Source passage –
I close with a quotation from Devon county council's chief education officer, following the St. Thomas high school vote. He said: The vote is particularly significant as it keeps the authority well below the 10 per cent. threshold for secondary school pupils attending opted out schools. Beyond that level, Devon has to share responsibility for planning the provision of secondary schools with the Funding Agency for Schools…A yes vote would have taken the percentage of secondary pupils in Devon to 9.95 per cent. It is not in the interests of fairness and impartiality or a matter for the judgment of parents and governors; it is a matter of sustaining an LEA department that is at the fore of the activities perpetrated by the Liberal Democrats in Devon—[Interruption.] Will the hon. Gentleman put that away. I do not want to see rude pictures across the Chamber.

8.56 pm
Mr. Tom Cox (Tooting)

Tempting though it is to comment on some of the points raised earlier, in fairness to hon. Members and the requests from the Chair for short speeches, I intend to concentrate solely on one issue. As a Member representing inner London, I raise an issue that is causing enormous concern to schools throughout London —the future of section 11 funding.

In London at the present time, some 650 teaching posts are funded under section 11. In my constituency, 48 full-time teaching posts are funded under section 11, and 21 schools benefit from it. The grant paid to the London borough of Wandsworth—I am a Member for that borough—is well over £1 million a year. Those figures result from a series of questions that I have asked the Secretary of State for the Home Department over the past two weeks in the House.

Under section 11 funding, the present percentage-75 per cent.—will, in April, be reduced to 57 per cent. It is already clear what the effects of that cut will be, not only in my constituency but in many boroughs throughout inner and outer London. As a result of that reduction, London will lose some £16 million. It will affect many schools in boroughs such as Brent, Tower Hamlets, Newham, Hammersmith and Fulham, Hackney, Ealing and Islington. No hon. Member, on either side of the Chamber, who represents a constituency in those boroughs can be unaware of the effects that it will have on schools in their constituencies unless there is a drastic reappraisal of the cuts.

Mr. Heald

Is it official Labour party policy to reinstate any cuts that are made in section 11 funding, as we have not heard about that from the hon. Member's hon. Friends on the Opposition Front Bench?

Extracted data –
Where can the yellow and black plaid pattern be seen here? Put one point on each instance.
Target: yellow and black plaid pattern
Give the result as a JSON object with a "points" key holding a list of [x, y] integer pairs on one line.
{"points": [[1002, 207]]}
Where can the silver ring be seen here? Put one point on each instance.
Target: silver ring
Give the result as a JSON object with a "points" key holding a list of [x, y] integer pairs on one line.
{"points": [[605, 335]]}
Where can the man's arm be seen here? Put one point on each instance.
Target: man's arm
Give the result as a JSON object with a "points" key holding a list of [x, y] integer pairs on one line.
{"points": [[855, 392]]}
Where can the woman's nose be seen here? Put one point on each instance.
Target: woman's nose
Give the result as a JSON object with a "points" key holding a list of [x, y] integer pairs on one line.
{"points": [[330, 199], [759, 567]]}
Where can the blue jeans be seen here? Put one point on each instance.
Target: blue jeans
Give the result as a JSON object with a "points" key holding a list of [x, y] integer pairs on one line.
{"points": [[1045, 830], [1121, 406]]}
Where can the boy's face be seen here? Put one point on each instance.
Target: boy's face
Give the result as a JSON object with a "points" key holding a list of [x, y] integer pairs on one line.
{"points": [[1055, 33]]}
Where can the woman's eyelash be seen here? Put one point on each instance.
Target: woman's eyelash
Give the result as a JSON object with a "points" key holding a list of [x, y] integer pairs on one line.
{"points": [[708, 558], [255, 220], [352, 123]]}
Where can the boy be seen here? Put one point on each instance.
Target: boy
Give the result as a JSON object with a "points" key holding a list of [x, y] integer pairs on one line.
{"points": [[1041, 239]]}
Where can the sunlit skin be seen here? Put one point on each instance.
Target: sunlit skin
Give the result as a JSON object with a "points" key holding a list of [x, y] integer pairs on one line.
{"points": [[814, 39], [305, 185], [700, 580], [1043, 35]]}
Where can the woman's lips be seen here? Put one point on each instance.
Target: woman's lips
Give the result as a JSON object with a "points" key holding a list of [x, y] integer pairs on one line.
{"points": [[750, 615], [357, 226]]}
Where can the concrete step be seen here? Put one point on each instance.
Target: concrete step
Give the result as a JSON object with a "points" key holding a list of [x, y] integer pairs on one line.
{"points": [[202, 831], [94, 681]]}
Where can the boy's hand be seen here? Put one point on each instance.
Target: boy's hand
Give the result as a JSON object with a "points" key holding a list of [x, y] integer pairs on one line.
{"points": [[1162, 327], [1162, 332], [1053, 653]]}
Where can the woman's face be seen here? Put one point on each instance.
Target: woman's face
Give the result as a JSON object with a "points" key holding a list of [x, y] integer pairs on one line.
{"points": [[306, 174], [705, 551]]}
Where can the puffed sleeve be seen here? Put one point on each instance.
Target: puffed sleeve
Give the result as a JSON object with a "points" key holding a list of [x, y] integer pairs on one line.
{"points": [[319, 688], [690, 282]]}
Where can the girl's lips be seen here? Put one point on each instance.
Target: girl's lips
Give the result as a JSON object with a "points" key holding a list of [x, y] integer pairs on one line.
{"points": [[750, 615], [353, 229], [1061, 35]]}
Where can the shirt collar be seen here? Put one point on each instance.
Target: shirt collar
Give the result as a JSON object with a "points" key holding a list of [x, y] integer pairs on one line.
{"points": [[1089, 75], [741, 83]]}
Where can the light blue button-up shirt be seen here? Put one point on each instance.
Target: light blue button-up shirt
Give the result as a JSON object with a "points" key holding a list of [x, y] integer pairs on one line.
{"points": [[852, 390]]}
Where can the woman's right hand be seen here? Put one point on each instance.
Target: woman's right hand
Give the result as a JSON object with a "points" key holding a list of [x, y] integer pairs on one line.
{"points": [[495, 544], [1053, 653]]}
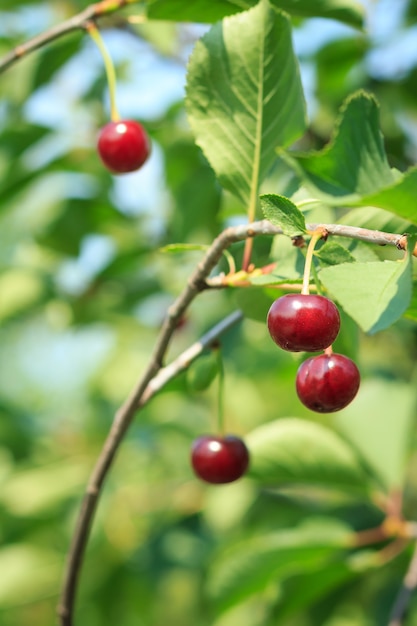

List of tasks –
1. In the section 11 debate, how many full-time teaching posts in Mr. Tom Cox's constituency are funded under section 11?
2. Carry on the section 11 debate from the point where it stops.

The answers –
1. 48 full-time teaching posts.

2.
Mr. Cox

I would expect that every Labour authority will do all that it can to reimpose section 11 funding. I am sure that the hon. Gentleman goes through the Lobbies as Lobby fodder on the many occasions on which we see cuts being made in local authority funding, in whatever sector that funding may be spent. In the light of the hon. Gentleman's question, he may be interested to know that the borough of Wandsworth, which makes great play of having the lowest council tax in the country, has clearly said that it will only keep section 11 funding until the summer, and will give no guarantees that, for the rest of the year, or future years, it will pick up any of that funding. This issue goes to the heart of the argument that I am seeking to present, not only for my constituency but for constituencies that are represented by hon. Members on both sides of the House.

Mr. Win Griffiths

I confirm that when the Government announced the cuts in section 11 funding, although it is a Home Office matter, my hon. Friends the shadow Secretary of State for Education and the shadow Home Secretary, jointly made it clear that it would have a serious adverse impact on the education of children who benefited from the funding and for whom English was not their first language. We would restore those cuts.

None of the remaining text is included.